(Dataset entries)
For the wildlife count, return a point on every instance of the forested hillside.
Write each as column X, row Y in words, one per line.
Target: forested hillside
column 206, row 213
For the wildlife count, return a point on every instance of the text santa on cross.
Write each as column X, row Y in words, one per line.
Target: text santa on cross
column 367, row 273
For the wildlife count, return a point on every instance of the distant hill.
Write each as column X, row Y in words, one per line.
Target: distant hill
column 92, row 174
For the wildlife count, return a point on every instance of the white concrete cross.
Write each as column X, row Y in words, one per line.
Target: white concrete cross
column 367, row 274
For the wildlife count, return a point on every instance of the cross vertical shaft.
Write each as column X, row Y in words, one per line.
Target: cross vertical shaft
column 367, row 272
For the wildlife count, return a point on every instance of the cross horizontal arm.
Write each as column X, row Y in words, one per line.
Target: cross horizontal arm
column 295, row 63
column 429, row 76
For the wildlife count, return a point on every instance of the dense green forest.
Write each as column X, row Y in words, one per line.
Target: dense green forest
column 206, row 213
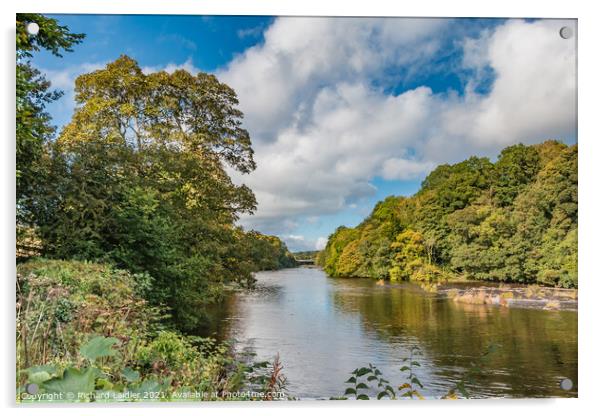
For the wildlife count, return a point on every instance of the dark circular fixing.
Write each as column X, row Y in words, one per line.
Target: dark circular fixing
column 566, row 32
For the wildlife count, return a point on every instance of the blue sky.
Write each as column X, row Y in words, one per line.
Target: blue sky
column 344, row 112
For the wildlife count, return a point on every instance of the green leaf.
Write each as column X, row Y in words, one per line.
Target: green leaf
column 38, row 377
column 130, row 375
column 50, row 369
column 73, row 381
column 98, row 347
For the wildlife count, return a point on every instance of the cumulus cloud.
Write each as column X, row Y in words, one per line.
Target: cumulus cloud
column 325, row 125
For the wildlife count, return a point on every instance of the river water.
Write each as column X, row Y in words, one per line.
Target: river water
column 323, row 328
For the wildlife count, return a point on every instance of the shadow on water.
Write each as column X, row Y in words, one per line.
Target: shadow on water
column 323, row 328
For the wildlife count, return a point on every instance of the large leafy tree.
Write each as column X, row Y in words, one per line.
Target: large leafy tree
column 138, row 178
column 33, row 93
column 512, row 220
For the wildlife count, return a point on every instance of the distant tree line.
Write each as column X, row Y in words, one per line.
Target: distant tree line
column 138, row 179
column 514, row 220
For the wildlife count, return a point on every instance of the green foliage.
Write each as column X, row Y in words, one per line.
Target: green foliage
column 33, row 124
column 138, row 179
column 112, row 341
column 514, row 220
column 98, row 347
column 370, row 379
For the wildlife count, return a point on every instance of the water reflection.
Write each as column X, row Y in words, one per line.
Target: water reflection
column 323, row 328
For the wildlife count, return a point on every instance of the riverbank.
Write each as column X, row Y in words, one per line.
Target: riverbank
column 513, row 296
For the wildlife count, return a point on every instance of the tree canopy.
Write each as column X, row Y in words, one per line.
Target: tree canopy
column 514, row 220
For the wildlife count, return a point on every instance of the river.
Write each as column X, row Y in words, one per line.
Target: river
column 323, row 328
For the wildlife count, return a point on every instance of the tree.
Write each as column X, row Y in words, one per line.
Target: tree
column 32, row 95
column 138, row 178
column 514, row 220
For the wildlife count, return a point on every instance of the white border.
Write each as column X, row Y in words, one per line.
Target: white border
column 589, row 136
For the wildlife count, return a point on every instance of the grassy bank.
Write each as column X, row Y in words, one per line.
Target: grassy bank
column 84, row 331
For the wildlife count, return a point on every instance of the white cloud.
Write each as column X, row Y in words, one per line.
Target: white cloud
column 323, row 130
column 321, row 243
column 171, row 67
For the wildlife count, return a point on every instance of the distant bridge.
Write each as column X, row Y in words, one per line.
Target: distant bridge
column 305, row 261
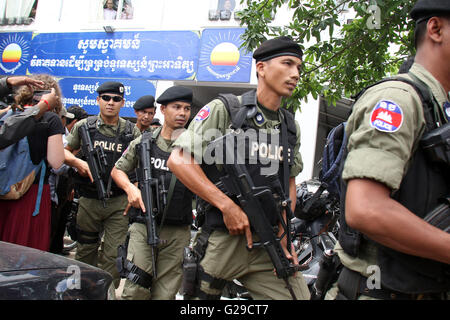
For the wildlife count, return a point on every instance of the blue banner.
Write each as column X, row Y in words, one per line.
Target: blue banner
column 83, row 92
column 15, row 51
column 149, row 55
column 154, row 55
column 221, row 58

#### REQUIREMENT
Print the records exactly, every one. Leave out the pictures.

#### RESPONSE TO THE TASK
For the wildlife count, return a point on every instance of the forested hillside.
Write each as column X, row Y in words, one per line.
Target: forested hillside
column 206, row 213
For the wildlife count, return a point on every instance of the text santa on cross.
Write each as column X, row Y in words, one per line.
Target: text santa on cross
column 367, row 273
For the wildlife count, return a point on every instance of the distant hill.
Write each as column X, row Y in words, one per line.
Target: distant hill
column 92, row 174
For the wildlife count, return a point on every instance of the white concrete cross.
Write each as column X, row Y in words, one per line.
Target: white concrete cross
column 367, row 274
For the wildlife count, return a point on every instance of the cross vertical shaft.
Write each as column X, row Y in words, one per line.
Target: cross vertical shaft
column 367, row 272
For the wildlife count, return a point on every instance of the cross horizontal arm.
Write each as column X, row Y in words, one per line.
Target: cross horizontal arm
column 295, row 63
column 429, row 76
For the wildlife count, return a point on every instance of the dense green forest.
Write each as column X, row Y in words, one per line.
Target: dense green forest
column 206, row 213
For the wildlife count, return a point on every instance of the dark circular fixing.
Write each as column X, row Y in words, one per line.
Target: dark circular fixing
column 566, row 32
For the wildlife count, return a point on every instance of the blue sky.
Write each as column X, row Y in words, one per line.
Target: blue sky
column 344, row 112
For the wildlife count, return a point on every instance of the green leaf.
Write each as column X, row Y in words, one per line.
Target: green leaf
column 38, row 377
column 130, row 375
column 50, row 369
column 73, row 381
column 98, row 347
For the wildlife count, return a point on every instance of the cumulus cloud.
Write each as column X, row Y in words, one per line.
Target: cumulus cloud
column 325, row 125
For the wildlife count, return a point on every instance of the river water.
Write each as column X, row Y in words, one per line.
Target: river water
column 323, row 328
For the wildlife count, return a point on every instance of the shadow on water.
Write each as column X, row Y in words, one per line.
Target: shadow on water
column 323, row 328
For the wildlife count, return a point on every instance of the large leafy tree.
Write each as column X, row Y in words, one per line.
Target: large leafy tree
column 138, row 178
column 33, row 93
column 512, row 220
For the wildlife count, return a point on every instance of the distant tree line.
Write each as column X, row Y in words, one per line.
Target: distant tree line
column 138, row 179
column 514, row 220
For the wildlife count, return a point on every instance of the green foliage.
Write each as column X, row Y in words, one per line.
Target: green foliage
column 33, row 124
column 138, row 179
column 112, row 341
column 514, row 220
column 98, row 347
column 370, row 379
For the wildlife count, return a point on every instance of the water reflection.
Write each as column X, row Y in words, one per line.
Target: water reflection
column 323, row 328
For the wildlife count, return a point on every instance of the riverbank.
Write each as column X, row Y in words, one per line.
Target: riverbank
column 513, row 296
For the wildlife count, return a point on every instance of the tree canopy.
Write each as column X, row Y in words, one per line.
Target: tree canopy
column 514, row 220
For the wildlife count, return a point on every instance of the river.
Write each as column X, row Y in words, one per line.
Target: river
column 323, row 328
For the wildlife count, return a point on every instance of the tree.
Write each as column X, row Y in words, one per line.
Target: tree
column 32, row 95
column 138, row 178
column 514, row 220
For the wildlife count, return a point on every instance of the white border.
Write each as column X, row Y in words, one per line.
Target: white border
column 589, row 136
For the wildlife count, return a point on every instance of the grassy bank.
Write each as column X, row Y in words, one per line.
Target: grassy bank
column 84, row 331
For the wildlife count, return a point on every instance of the white cloud.
Write each as column X, row Y in words, one per line.
Target: white cloud
column 323, row 130
column 321, row 243
column 171, row 67
For the wildlife count, return a point on every instance of the distant bridge.
Write each as column X, row Y in words, one per line.
Target: distant bridge
column 305, row 261
For the wildlife count, return a point on every instance of the blue banner.
Write each as column X, row Y in words, one per line.
Target: blue banner
column 83, row 92
column 15, row 51
column 149, row 55
column 154, row 55
column 221, row 58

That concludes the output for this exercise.